TASK OBJECTIVE —
Update the lines from the one containing "Please point out the paper" through the final line by replacing "innermost" with "central", leaving all else unchanged.
━━ THE DATA
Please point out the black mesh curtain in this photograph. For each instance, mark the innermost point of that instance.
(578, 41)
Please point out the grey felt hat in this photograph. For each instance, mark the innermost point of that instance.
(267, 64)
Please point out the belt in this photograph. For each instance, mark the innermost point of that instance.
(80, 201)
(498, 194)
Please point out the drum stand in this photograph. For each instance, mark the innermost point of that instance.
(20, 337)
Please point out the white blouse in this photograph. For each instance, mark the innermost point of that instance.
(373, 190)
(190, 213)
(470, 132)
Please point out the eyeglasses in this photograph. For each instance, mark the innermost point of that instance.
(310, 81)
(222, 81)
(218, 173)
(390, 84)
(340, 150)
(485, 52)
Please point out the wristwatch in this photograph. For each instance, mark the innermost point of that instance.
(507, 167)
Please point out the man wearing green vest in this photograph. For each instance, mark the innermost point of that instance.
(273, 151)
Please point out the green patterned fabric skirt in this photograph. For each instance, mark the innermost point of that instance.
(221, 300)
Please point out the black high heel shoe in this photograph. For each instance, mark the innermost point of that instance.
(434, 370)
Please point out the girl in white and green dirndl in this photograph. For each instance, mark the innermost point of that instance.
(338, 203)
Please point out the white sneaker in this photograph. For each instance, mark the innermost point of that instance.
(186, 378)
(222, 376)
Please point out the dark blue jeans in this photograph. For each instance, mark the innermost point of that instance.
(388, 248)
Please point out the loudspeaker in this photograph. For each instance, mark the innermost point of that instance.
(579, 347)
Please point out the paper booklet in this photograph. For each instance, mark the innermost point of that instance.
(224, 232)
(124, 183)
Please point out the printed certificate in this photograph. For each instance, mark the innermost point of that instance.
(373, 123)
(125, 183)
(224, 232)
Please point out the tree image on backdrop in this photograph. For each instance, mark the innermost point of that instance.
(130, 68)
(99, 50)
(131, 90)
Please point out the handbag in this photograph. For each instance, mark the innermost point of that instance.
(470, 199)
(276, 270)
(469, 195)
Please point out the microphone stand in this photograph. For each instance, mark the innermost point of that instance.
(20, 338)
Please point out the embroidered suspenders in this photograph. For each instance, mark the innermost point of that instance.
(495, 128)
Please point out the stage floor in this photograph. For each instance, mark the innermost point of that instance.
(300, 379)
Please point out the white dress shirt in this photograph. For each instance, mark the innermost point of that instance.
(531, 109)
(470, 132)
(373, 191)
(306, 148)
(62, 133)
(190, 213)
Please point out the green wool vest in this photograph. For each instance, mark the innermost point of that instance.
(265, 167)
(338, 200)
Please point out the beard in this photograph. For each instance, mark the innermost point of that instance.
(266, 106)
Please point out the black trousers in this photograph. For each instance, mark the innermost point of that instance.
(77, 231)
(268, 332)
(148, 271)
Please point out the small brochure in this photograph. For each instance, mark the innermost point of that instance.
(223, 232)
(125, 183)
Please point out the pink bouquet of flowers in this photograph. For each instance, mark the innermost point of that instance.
━━━━
FULL RESPONSE —
Please point out the paper booklet in this photograph. For each instance, mark the central point of that instance.
(224, 232)
(124, 183)
Please point out the printed certificate in this photograph. For each instance, mark the central point of that instance.
(373, 123)
(125, 183)
(224, 232)
Please point out the tree image on backdrop in this photograph. For each instance, mark the central point of that instance.
(130, 68)
(99, 50)
(131, 90)
Please point out the handbag in this photograph. For each instance, mark the central point of that instance.
(470, 199)
(276, 270)
(469, 195)
Please point out the microphone stand in this photograph. For each instance, mark the central point of that instance.
(20, 338)
Please point out the embroidered suspenders in this photograph. For each instance, mark the central point of that instance.
(495, 128)
Please point out the stage floor in this photograph. For each instance, mark the central point of that instance.
(300, 379)
Please point out the white dress shirt in this photograph. For each instance, mark the central point of that instance.
(531, 109)
(470, 132)
(373, 191)
(306, 148)
(62, 133)
(190, 213)
Please point out the green wool vest in this photograph. For each instance, mark the central point of that instance.
(265, 167)
(338, 200)
Please point out the beard in this photograph. For each instance, mark the central point of that instance.
(266, 106)
Please point out the black trousers in this photograph. For each instance, mark the central point of that instance.
(77, 231)
(268, 332)
(148, 271)
Please point out the small brochure in this photograph. For each instance, mark the central point of that instance.
(223, 232)
(125, 183)
Please point out the pink bouquet of flowers in this photograph. For each instance, mark the central point of that instance.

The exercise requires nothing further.